§ Exercise requirements
Please count how many lines in the records below contain the string "groom", and give only that number.

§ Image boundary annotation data

-- BEGIN --

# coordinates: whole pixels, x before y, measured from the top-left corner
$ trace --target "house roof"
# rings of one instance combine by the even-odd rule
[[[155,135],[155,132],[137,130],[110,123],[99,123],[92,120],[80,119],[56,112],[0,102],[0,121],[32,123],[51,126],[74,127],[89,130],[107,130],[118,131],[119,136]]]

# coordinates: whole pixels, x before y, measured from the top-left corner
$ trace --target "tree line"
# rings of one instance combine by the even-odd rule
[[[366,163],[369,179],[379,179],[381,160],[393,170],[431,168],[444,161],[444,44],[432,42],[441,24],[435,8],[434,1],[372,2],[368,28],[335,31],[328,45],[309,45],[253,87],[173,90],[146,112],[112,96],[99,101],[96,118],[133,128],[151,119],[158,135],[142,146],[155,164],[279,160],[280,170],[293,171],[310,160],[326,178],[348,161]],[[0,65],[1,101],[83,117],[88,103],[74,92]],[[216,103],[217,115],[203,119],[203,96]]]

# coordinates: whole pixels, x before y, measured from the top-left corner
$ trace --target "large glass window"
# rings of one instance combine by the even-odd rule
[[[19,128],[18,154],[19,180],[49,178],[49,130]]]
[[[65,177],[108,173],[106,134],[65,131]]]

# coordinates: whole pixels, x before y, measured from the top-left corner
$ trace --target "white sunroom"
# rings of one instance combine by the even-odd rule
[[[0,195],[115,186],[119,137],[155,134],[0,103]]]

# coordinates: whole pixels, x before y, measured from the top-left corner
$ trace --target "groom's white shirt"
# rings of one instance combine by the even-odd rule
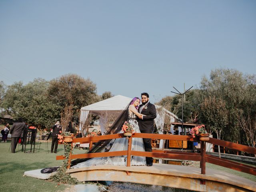
[[[147,102],[147,103],[146,103],[144,105],[142,105],[142,107],[141,107],[140,108],[140,111],[139,112],[140,112],[140,113],[141,113],[141,112],[142,111],[142,110],[143,110],[144,108],[148,104],[148,102],[149,102],[149,101],[148,101]],[[142,104],[141,104],[141,105],[142,105]],[[143,116],[142,116],[142,119],[143,119]]]

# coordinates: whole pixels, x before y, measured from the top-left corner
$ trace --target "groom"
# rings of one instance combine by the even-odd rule
[[[138,122],[140,130],[142,133],[153,133],[154,131],[154,119],[156,117],[156,107],[149,102],[149,96],[147,93],[141,94],[141,102],[138,111],[144,116],[139,117]],[[146,151],[152,152],[151,139],[143,138],[143,142]],[[147,166],[152,166],[153,158],[146,157]]]

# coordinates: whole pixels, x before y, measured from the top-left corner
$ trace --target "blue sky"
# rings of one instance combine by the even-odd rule
[[[152,102],[222,67],[256,72],[255,0],[0,1],[0,80],[68,73]]]

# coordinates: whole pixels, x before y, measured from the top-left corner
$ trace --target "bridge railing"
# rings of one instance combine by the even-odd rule
[[[112,135],[95,136],[94,137],[76,138],[73,140],[73,143],[80,142],[80,144],[89,143],[90,149],[92,146],[93,143],[96,142],[100,140],[113,139],[119,139],[125,137],[123,134],[113,134]],[[144,157],[156,157],[168,159],[188,160],[200,161],[201,174],[206,173],[206,162],[228,168],[232,169],[246,172],[256,175],[256,167],[250,166],[242,163],[219,158],[212,155],[206,154],[205,142],[200,141],[200,153],[188,152],[183,152],[168,151],[164,150],[153,150],[152,152],[134,151],[132,149],[132,138],[147,138],[156,139],[164,139],[169,140],[178,140],[182,141],[191,141],[199,142],[198,138],[193,138],[190,136],[164,135],[160,134],[151,134],[136,133],[128,138],[128,149],[127,150],[114,152],[101,152],[93,153],[86,153],[82,154],[72,154],[71,152],[69,156],[68,168],[70,168],[72,159],[92,158],[95,157],[108,157],[113,156],[127,156],[127,166],[130,166],[131,156],[141,156]],[[239,151],[247,152],[249,153],[256,154],[256,148],[238,144],[235,143],[229,142],[223,140],[210,138],[208,142],[215,145],[220,145],[227,148],[235,149]],[[57,156],[57,160],[64,159],[63,156]]]

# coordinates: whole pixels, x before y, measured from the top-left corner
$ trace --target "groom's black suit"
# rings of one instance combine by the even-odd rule
[[[140,106],[138,111],[143,107],[143,105]],[[144,107],[140,113],[145,115],[143,116],[143,119],[138,118],[140,130],[142,133],[152,133],[154,131],[154,119],[156,117],[156,107],[153,104],[148,102]],[[151,147],[151,139],[143,138],[143,142],[145,146],[146,151],[152,152]],[[153,163],[153,158],[152,157],[146,157],[147,164]]]

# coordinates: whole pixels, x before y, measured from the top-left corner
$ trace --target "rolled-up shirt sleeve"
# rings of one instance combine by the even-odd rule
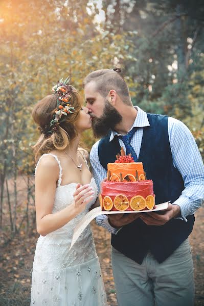
[[[96,142],[92,147],[90,152],[90,163],[92,165],[92,172],[95,179],[98,189],[100,190],[101,183],[107,176],[107,171],[100,163],[98,157],[99,142]],[[108,222],[108,217],[106,215],[101,215],[96,218],[98,225],[103,226],[109,232],[117,234],[118,229],[115,228]]]
[[[192,215],[204,201],[204,165],[191,133],[181,121],[169,118],[169,135],[174,166],[182,175],[185,189],[173,205],[180,207],[181,217]]]

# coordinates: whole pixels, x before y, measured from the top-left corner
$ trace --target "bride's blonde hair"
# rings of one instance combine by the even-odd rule
[[[32,147],[35,163],[45,153],[55,149],[64,150],[69,146],[70,142],[77,136],[75,123],[79,116],[82,99],[75,89],[70,94],[69,103],[74,107],[73,113],[69,114],[66,117],[64,116],[64,121],[60,122],[58,129],[51,135],[47,135],[43,133],[41,134],[36,143]],[[43,131],[45,126],[50,124],[55,111],[57,110],[57,94],[49,95],[35,105],[32,115],[40,130]]]

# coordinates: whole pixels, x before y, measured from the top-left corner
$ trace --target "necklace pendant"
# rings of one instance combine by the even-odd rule
[[[80,164],[79,166],[77,166],[77,168],[79,169],[80,171],[81,171],[81,167],[82,166],[82,164]]]

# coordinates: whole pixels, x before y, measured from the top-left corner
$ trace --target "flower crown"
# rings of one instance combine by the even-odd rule
[[[61,122],[64,122],[64,116],[72,114],[74,107],[69,101],[71,97],[70,93],[72,91],[72,86],[69,84],[70,78],[68,76],[64,81],[61,79],[59,83],[52,88],[53,94],[57,94],[57,110],[56,110],[50,125],[46,125],[44,129],[39,128],[41,133],[47,135],[51,135],[54,131],[57,131],[58,125]]]

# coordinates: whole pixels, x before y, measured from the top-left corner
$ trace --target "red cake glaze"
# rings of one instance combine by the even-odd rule
[[[145,199],[148,195],[154,195],[153,182],[151,180],[146,180],[128,183],[108,181],[103,182],[101,189],[103,199],[104,196],[108,195],[114,202],[115,196],[119,194],[125,195],[129,201],[135,195],[141,195]],[[111,210],[117,210],[114,207]],[[127,210],[132,210],[129,207]]]

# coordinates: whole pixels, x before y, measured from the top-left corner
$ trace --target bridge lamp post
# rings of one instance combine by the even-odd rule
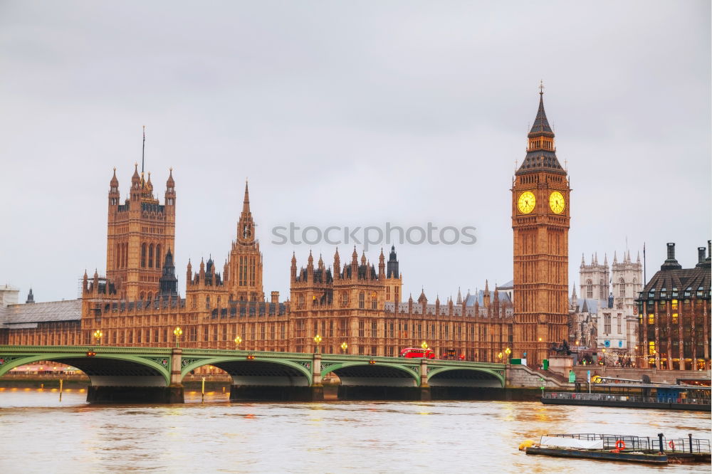
[[[183,330],[177,326],[176,328],[173,330],[173,334],[176,337],[176,347],[180,347],[180,337],[183,335]]]
[[[103,337],[104,333],[101,332],[101,330],[97,330],[94,331],[94,339],[96,339],[96,343],[101,345],[101,338]]]

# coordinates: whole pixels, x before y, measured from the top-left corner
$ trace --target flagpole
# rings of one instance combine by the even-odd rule
[[[146,153],[146,126],[143,126],[143,145],[141,147],[141,174],[143,174],[143,158]]]
[[[645,262],[645,242],[643,242],[643,287],[648,284],[648,278],[646,276],[646,262]]]

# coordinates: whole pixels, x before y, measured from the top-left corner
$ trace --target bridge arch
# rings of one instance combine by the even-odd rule
[[[360,385],[367,386],[420,386],[418,367],[414,366],[377,362],[354,361],[336,363],[322,363],[321,376],[330,372],[336,374],[342,386]]]
[[[66,364],[84,372],[93,386],[168,386],[170,384],[170,357],[155,360],[130,354],[97,354],[86,352],[46,352],[9,357],[0,364],[0,376],[26,364],[48,361]],[[4,361],[5,359],[4,359]]]
[[[484,367],[436,367],[428,373],[431,386],[463,386],[503,389],[504,374]]]
[[[221,356],[192,360],[189,356],[181,369],[181,377],[205,365],[221,369],[232,377],[233,385],[257,386],[310,386],[312,384],[311,361],[294,362],[286,359],[246,356]],[[300,363],[301,362],[301,363]]]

-- END --

§ Worked solution
3